Problem requirements:
Show each line of the records that contains the string "field", treating uppercase and lowercase letters as different.

Position annotation records
-- START --

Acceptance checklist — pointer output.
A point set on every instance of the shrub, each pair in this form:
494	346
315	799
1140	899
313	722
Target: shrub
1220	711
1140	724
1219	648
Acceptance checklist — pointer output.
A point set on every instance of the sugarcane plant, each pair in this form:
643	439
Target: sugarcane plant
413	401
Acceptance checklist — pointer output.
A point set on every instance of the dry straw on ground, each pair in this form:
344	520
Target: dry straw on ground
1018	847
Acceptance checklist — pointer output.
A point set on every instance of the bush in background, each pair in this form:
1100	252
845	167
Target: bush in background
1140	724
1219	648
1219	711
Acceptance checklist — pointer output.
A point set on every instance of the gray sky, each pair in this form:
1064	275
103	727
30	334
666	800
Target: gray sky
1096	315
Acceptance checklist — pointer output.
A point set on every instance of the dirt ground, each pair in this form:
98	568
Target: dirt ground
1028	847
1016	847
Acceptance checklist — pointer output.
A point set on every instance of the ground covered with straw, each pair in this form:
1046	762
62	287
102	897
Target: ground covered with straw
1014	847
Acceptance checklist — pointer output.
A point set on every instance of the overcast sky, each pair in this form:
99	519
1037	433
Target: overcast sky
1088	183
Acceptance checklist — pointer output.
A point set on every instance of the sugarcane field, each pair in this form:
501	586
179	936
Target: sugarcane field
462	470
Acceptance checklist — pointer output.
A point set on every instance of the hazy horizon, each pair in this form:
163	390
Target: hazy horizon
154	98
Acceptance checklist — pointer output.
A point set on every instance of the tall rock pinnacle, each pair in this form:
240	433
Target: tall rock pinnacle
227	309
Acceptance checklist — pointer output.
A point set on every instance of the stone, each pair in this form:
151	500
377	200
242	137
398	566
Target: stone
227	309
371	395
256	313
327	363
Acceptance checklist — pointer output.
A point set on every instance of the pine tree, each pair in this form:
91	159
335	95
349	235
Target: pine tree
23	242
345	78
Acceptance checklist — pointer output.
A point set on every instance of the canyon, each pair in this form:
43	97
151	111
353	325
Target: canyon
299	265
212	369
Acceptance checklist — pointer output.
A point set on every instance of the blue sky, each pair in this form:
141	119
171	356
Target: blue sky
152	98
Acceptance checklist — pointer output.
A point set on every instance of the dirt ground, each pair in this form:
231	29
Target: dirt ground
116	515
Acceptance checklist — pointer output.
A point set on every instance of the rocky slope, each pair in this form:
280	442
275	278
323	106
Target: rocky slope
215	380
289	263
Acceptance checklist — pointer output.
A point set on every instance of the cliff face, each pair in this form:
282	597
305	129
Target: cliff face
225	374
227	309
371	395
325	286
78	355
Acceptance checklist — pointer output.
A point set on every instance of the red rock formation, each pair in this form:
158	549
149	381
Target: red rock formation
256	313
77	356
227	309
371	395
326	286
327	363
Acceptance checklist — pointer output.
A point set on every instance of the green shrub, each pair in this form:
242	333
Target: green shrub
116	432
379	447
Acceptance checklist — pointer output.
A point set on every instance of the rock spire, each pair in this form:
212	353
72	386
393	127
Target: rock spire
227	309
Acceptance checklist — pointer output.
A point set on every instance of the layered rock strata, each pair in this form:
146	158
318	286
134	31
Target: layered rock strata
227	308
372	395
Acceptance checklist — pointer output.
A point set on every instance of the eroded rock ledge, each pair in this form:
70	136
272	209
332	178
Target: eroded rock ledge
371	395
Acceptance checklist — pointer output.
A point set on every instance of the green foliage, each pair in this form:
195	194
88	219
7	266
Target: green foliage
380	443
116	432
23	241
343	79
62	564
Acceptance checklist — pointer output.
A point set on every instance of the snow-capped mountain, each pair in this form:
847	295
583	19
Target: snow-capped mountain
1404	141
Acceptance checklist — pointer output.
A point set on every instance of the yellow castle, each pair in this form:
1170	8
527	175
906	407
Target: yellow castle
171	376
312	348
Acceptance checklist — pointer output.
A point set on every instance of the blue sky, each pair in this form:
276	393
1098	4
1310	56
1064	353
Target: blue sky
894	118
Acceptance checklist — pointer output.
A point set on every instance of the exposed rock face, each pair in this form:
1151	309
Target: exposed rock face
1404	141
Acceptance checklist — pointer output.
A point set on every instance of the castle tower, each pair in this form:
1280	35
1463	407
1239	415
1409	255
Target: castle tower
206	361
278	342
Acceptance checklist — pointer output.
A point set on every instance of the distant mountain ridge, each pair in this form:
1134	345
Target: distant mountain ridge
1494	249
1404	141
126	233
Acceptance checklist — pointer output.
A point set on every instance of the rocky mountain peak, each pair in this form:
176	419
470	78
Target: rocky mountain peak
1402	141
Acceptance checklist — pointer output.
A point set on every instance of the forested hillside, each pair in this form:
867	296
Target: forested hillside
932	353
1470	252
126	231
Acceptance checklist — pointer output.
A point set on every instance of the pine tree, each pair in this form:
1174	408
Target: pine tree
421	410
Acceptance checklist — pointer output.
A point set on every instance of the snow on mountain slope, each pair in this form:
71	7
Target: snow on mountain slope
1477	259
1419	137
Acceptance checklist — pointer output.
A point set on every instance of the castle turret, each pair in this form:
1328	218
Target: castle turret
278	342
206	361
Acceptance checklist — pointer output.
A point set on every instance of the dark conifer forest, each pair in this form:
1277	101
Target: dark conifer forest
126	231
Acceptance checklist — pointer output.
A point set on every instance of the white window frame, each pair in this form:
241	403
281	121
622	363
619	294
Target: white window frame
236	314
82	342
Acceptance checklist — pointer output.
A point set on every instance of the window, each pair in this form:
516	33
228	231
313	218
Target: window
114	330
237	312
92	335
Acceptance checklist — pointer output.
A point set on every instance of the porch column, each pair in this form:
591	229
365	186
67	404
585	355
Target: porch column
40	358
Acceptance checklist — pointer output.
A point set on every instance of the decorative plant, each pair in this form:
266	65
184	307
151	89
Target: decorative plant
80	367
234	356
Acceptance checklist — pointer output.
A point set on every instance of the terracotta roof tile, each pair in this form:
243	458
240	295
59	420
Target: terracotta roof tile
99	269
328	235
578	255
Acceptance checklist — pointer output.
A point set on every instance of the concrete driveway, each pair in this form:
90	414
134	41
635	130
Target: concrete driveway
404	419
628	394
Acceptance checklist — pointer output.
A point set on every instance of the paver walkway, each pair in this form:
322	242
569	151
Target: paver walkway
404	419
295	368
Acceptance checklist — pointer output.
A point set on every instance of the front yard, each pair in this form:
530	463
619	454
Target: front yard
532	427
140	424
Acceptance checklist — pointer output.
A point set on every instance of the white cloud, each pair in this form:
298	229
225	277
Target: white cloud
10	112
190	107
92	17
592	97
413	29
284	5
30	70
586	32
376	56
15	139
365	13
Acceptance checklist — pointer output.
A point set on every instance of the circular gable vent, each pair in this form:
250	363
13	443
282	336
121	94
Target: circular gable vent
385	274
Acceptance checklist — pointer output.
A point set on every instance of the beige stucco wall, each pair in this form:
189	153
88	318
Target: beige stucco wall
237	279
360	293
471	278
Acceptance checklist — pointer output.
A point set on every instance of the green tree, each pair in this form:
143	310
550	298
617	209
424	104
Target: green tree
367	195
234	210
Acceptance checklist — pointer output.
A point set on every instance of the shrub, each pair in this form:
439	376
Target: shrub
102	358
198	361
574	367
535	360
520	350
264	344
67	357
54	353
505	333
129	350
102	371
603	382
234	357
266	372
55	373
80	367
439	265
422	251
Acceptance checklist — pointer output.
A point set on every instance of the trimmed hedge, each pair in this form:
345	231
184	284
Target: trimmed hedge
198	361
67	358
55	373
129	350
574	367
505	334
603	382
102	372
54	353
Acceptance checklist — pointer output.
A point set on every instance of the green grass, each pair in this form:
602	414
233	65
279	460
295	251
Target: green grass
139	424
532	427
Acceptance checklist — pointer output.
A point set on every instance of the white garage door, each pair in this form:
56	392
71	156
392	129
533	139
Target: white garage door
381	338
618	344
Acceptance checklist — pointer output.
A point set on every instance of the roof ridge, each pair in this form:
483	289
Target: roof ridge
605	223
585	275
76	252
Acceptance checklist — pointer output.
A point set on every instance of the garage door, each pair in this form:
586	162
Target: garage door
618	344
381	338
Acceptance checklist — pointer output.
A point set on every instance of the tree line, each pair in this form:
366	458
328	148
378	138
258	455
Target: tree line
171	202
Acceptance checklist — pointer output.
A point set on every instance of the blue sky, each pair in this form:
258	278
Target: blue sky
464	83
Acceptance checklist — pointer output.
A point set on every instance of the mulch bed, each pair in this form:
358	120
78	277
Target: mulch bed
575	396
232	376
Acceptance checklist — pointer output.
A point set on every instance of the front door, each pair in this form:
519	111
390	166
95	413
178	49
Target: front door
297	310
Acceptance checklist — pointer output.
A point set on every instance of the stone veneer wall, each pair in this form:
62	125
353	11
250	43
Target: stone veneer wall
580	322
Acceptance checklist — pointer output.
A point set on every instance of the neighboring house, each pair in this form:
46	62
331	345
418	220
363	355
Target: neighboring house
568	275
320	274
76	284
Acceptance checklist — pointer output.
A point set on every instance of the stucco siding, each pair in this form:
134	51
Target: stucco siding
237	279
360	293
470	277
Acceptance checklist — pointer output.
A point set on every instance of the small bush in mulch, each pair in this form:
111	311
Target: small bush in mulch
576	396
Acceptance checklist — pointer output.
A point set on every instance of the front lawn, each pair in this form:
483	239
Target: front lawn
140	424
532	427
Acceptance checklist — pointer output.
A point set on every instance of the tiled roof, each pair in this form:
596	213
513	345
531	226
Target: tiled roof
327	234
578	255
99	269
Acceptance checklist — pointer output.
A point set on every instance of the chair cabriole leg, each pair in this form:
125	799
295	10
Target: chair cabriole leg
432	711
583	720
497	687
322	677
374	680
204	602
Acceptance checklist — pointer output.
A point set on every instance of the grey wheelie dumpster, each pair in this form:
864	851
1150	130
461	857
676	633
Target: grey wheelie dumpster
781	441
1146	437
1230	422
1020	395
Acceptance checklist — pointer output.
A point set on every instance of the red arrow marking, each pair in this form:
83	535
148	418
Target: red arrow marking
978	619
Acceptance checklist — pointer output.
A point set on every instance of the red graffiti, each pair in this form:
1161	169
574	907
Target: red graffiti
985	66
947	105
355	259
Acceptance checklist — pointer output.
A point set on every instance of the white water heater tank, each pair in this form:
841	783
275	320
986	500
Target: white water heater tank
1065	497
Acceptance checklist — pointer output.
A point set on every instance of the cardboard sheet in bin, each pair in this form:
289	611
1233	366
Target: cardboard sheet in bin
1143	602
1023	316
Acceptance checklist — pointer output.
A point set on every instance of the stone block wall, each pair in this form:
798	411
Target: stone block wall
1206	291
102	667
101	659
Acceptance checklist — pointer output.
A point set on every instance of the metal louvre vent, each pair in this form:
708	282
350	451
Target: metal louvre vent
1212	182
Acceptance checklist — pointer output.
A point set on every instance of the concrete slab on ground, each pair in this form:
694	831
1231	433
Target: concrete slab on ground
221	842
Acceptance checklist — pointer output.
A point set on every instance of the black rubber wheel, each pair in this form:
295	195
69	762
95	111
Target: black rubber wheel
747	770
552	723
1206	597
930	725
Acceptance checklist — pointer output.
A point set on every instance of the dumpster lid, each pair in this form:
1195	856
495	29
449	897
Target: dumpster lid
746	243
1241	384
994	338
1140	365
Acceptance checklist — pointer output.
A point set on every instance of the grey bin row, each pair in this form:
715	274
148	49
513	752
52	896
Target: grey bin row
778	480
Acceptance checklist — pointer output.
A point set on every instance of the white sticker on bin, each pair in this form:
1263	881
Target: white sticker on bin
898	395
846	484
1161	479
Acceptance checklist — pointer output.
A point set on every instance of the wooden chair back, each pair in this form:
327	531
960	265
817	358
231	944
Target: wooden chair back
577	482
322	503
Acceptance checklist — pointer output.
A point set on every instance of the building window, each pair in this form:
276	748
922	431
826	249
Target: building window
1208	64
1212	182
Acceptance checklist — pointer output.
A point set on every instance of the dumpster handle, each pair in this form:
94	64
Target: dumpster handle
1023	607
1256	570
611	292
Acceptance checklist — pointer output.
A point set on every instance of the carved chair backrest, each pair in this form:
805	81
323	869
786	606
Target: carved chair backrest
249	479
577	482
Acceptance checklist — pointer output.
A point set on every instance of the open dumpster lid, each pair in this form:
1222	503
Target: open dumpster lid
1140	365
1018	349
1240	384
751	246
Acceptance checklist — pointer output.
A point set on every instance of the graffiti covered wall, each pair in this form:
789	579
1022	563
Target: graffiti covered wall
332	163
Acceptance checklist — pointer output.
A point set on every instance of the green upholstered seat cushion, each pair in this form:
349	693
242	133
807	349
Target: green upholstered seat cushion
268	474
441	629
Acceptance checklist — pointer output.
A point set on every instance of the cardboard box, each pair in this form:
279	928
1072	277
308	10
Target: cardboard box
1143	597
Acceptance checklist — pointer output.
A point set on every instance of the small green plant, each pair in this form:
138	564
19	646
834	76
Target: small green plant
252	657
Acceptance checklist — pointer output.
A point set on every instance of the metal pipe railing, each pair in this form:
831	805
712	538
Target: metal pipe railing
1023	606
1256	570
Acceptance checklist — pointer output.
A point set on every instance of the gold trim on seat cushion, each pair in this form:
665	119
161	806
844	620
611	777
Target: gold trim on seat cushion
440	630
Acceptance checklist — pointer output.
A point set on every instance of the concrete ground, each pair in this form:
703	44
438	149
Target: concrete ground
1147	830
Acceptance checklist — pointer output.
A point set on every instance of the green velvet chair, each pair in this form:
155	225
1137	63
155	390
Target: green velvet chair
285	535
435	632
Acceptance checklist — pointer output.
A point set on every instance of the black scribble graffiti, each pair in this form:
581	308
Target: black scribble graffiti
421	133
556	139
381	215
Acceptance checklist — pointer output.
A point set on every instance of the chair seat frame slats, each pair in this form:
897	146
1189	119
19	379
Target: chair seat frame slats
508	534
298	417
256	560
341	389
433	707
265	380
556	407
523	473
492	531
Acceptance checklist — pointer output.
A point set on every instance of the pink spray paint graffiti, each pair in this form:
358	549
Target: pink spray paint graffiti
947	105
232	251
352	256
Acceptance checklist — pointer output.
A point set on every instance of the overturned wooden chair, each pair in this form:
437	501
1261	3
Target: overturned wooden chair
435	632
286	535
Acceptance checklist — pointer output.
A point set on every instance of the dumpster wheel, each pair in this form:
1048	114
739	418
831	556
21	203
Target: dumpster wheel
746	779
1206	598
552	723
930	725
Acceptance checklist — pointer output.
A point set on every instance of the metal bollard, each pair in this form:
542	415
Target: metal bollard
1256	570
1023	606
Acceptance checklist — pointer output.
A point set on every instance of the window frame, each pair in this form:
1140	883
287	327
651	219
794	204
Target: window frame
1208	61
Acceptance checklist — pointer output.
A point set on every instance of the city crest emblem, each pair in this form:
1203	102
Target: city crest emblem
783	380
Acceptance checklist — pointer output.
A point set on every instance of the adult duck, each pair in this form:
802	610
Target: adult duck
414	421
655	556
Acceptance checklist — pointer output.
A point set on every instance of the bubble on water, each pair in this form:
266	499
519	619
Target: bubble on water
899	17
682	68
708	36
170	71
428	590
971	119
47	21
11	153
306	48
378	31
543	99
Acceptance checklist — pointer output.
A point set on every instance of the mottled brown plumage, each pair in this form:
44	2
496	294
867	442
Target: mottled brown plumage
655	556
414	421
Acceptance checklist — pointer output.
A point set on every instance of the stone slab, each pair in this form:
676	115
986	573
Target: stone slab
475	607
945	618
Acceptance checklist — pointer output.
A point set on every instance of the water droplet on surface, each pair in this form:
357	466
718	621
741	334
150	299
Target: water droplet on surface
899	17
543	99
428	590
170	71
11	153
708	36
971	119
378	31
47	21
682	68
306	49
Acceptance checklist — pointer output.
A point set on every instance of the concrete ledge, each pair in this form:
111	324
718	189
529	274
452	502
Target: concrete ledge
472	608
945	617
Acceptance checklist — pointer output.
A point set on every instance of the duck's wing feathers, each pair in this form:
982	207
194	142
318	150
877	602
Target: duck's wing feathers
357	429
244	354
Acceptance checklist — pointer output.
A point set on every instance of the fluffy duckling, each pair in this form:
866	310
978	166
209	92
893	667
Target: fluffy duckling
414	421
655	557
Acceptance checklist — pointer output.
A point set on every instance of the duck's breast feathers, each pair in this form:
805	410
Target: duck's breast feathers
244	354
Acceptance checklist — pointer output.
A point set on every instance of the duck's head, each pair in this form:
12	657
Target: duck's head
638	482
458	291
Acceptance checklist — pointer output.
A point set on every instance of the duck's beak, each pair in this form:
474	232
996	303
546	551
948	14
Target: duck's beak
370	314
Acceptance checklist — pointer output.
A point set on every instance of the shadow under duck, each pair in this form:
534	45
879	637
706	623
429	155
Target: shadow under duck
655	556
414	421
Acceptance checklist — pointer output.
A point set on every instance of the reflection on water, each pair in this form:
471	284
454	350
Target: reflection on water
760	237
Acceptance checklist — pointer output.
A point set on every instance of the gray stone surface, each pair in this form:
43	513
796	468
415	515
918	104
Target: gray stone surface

-- END --

Expected output:
A point set on every instance of the sugarcane field, each pair in this form:
Target: sugarcane field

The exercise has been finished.